## [Task item]
Your answer should reproduce the full set of records exactly as given.

(Dataset entries)
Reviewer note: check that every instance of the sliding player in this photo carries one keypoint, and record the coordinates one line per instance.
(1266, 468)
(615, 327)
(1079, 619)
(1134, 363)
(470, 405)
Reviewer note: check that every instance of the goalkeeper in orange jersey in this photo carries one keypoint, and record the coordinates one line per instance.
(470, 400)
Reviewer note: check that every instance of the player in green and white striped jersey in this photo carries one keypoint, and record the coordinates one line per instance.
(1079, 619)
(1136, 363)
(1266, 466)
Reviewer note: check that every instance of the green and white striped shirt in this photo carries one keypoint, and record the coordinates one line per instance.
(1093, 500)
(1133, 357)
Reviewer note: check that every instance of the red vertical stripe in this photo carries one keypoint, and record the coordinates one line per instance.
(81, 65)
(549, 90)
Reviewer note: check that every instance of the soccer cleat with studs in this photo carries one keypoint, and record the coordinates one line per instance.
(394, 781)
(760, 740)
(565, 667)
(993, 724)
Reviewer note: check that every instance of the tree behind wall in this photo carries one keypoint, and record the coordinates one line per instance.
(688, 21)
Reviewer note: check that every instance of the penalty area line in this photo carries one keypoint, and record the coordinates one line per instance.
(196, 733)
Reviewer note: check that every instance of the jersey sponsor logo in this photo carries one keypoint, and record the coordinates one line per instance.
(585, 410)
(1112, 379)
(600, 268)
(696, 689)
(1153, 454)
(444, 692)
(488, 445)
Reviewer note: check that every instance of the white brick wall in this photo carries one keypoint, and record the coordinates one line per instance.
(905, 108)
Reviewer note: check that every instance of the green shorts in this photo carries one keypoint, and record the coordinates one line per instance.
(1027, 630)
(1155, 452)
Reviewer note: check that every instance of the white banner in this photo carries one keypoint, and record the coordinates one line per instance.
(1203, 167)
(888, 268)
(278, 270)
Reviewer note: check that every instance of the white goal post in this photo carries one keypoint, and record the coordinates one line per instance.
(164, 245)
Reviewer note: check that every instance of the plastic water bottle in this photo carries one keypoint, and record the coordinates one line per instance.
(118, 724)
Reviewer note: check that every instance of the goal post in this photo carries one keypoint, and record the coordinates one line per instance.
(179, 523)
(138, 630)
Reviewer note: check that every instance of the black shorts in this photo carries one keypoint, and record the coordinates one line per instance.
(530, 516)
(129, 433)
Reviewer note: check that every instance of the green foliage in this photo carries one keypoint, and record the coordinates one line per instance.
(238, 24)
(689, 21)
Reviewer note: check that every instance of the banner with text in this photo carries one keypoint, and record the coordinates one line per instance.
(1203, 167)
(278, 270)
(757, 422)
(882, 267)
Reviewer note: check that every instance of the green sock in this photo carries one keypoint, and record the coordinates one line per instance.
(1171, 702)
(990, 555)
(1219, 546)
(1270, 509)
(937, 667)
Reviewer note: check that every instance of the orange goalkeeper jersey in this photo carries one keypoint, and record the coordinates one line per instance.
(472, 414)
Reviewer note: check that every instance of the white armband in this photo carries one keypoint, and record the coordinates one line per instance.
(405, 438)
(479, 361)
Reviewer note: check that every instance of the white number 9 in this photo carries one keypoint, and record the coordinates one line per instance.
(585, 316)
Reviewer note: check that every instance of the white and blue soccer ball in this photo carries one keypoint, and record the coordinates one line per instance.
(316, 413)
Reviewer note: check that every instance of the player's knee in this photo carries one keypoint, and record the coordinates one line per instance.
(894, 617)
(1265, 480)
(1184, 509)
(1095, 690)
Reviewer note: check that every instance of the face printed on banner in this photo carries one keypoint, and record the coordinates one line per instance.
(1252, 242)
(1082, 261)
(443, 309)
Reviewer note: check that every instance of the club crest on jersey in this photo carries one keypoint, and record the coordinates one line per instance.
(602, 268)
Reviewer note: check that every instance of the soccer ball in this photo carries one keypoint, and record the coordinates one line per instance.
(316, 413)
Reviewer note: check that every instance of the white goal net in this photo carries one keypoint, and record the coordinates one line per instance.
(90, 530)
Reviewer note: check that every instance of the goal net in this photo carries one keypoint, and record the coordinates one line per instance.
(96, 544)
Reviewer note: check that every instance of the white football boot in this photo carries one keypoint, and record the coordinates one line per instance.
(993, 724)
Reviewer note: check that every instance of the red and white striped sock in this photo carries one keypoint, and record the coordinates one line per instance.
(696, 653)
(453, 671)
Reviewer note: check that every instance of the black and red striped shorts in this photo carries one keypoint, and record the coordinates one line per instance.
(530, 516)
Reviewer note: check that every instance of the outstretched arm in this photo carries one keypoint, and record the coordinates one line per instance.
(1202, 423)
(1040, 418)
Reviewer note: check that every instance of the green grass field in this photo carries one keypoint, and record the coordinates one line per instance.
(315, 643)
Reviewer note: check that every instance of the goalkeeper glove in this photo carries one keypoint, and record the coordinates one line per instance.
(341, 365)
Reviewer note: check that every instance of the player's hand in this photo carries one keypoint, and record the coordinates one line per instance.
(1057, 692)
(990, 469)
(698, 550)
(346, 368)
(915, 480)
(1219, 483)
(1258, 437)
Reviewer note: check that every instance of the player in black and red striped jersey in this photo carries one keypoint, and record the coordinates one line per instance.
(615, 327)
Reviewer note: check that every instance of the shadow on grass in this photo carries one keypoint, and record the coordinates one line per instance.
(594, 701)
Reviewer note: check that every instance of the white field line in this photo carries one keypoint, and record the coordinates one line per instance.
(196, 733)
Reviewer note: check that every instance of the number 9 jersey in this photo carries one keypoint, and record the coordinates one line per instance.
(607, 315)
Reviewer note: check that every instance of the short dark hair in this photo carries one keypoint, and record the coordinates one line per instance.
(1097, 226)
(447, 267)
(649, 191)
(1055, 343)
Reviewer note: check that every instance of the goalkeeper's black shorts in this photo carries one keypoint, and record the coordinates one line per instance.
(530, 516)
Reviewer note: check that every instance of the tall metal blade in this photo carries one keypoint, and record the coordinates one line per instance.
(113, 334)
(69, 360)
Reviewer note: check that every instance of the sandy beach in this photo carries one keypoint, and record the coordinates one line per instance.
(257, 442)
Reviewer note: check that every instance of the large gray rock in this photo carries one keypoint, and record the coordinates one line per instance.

## [Output for this exercise]
Reviewer note: check that every instance of the sliding player in this photo carries one keypoint, and record the coordinates one line per instance.
(1266, 468)
(615, 327)
(1079, 619)
(1134, 363)
(470, 405)
Reviewer note: check that every instance of the goalkeeper in orange jersey in this photo carries one keypoint, and record the coordinates one line per instance.
(470, 400)
Reviewer note: check that every instance of the player in green and white striped jersey in this photo carries one keypoint, and record the coordinates one line per instance.
(1079, 619)
(1136, 363)
(1266, 466)
Reviewer note: check that every instance of the green and white striped shirt in this photo carries one keypoint, and record the coordinates one line per instance.
(1093, 500)
(1133, 357)
Reviewer note: check that every instance of the red vertical stripe in this photo carries one keypoint, and record the coordinates one line per instance.
(81, 65)
(549, 90)
Reviewer note: check that every instance of the soccer cleat with studs in this photo carries one keypoint, and record the coordinates one line per instance.
(394, 781)
(760, 740)
(565, 667)
(993, 724)
Reviewer note: check that every instance of the tree behind wall in this photo carries one keypoint, and record the coordinates one line per instance.
(688, 21)
Reviewer note: check that every instance of the penalty area line in this photo carries one keypoint, and record the coordinates one line per instance.
(196, 733)
Reviewer note: check that every instance of the jersey sponsor logo in this photo carries one keypoint, and record the coordinates one line per instance.
(585, 410)
(1112, 379)
(600, 268)
(696, 689)
(1153, 454)
(444, 692)
(488, 445)
Reviewer note: check that every instance of the white brick wall in this photo carries one keypoint, and record the coordinates one line per instance.
(905, 108)
Reviewer note: check that every instance of the green shorts in this photo carries one keypoint, and record the coordinates one line per instance.
(1027, 630)
(1155, 452)
Reviewer note: check that every instance of the white banner in this photo carries one keypoint, and record the coordinates one line per instance.
(1203, 167)
(888, 268)
(278, 270)
Reviewer note: check that every instance of the white goal post in this photo carries one keypoint, and record the coordinates one line per instance.
(164, 245)
Reviewer note: check that every instance of the plastic water bottle in this photo carries one keypoint, and record the coordinates one line per instance.
(118, 724)
Reviewer note: check that every instance of the goal post in this photo carries one keypoint, and record the coordinates one line per instance.
(179, 523)
(138, 630)
Reviewer note: check that every instance of the black shorts in this photo carries one keypoint, and record the coordinates one line per instance.
(530, 516)
(129, 433)
Reviewer note: check that every instance of the green foliage in this photo carries one keypoint, and record the coordinates one line per instance.
(238, 24)
(689, 21)
Reviewer note: check that every instance of the banner with text in this photo carries one keypoint, and record the coordinates one line per instance.
(1203, 167)
(278, 270)
(757, 422)
(882, 267)
Reviewer note: check that every instance of the green sock in this photo carries one keypoint, and record the coordinates one line per instance.
(1171, 702)
(990, 555)
(1219, 546)
(1270, 509)
(937, 667)
Reviewer note: check that every instance of the orange goalkeeper jersey in this photo carries one keypoint, and record the coordinates one line per instance.
(472, 414)
Reviewer note: check that every instance of the white armband in this photo carries one keypoint, and record the coordinates one line per instance.
(405, 438)
(479, 361)
Reviewer note: check that every instance of the white number 9 in this photo carries one keypoint, and record the coordinates one line per instance.
(585, 316)
Reviewer note: check that every instance of the white and blue soccer ball in this photo carries one keypoint, and record the coordinates one line per instance.
(316, 413)
Reviewer note: check that every instance of the player's knee in this photo carries one keypoint, and record the coordinates one line per instance.
(894, 617)
(1265, 480)
(1184, 509)
(1095, 690)
Reviewer note: check that every instance of the face printed on banner in this photo carries one keypoint, and record the coordinates one line per instance.
(1252, 242)
(1082, 261)
(443, 309)
Reviewer note: check that every instance of the club crest on jersey in this photo carries one keypoint, and record the coordinates one line per instance.
(602, 268)
Reviewer note: check that every instance of the soccer ball in this photo carries one keypoint, and record the coordinates one line per instance.
(316, 413)
Reviewer note: check that every instance of the white goal net in this photo carries one keypoint, and record the coordinates one line per instance.
(90, 530)
Reviewer note: check that every instance of the goal net in this photo carries one keypoint, and record the coordinates one line per instance.
(96, 544)
Reviewer note: check that every instance of the white football boot in this photo carries one keypoint, and record the coordinates one line per instance.
(993, 724)
Reviewer note: check that every instance of the red and white striped sock in this photo carries one keypoint, and record the coordinates one line per instance.
(696, 653)
(453, 671)
Reviewer note: check that every instance of the black and red striped shorts in this photo carries one keypoint, and record the coordinates one line per instance.
(530, 516)
Reviewer note: check that every instance of the outstretched arm in this photo carries one keypoint, and record the coordinates one line per instance.
(1202, 423)
(1040, 418)
Reviewer note: check that every instance of the green grass field in this photo carries one keypoint, and record the coordinates one line per instance.
(315, 643)
Reviewer note: check that every instance of the goalkeeper glove in this photo carries one keypoint, and record the coordinates one line per instance.
(341, 365)
Reviewer note: check that every instance of the player's hand in this photo carries one keypoint, and record the coordinates one line per instance.
(1057, 692)
(990, 469)
(698, 550)
(346, 368)
(915, 480)
(1219, 483)
(1258, 437)
Reviewer note: check that every instance of the player in black and red striped jersey in this photo carries one keypoint, and record the coordinates one line per instance.
(615, 327)
Reviewer note: check that every instance of the shadow on grass in this photo carries one keypoint, and record the coordinates one line per instance.
(594, 701)
Reviewer note: check that every instance of the white field line in this photo carries one keypoint, and record the coordinates one line per instance.
(196, 733)
Reviewer note: check that every instance of the number 9 jersey in this photo carries one keypoint, and record the coordinates one line per instance.
(607, 315)
Reviewer note: check that every instance of the short dark hair in this photo carries one keypoint, and record the coordinates one line per instance.
(1097, 226)
(447, 267)
(649, 191)
(1055, 343)
Reviewer note: check that every instance of the goalkeeper's black shorts in this photo carries one keypoint, and record the coordinates one line per instance.
(530, 516)
Reviewer note: check that every instance of the tall metal blade in this photo carries one keypoint, and record the coordinates one line per instance.
(113, 334)
(69, 360)
Reviewer note: check that every instance of the sandy beach in this photo carries one keypoint, and record the coordinates one line per instance.
(257, 442)
Reviewer note: check that every instance of the large gray rock in this photo carries one keypoint, and record the coordinates one line per instance.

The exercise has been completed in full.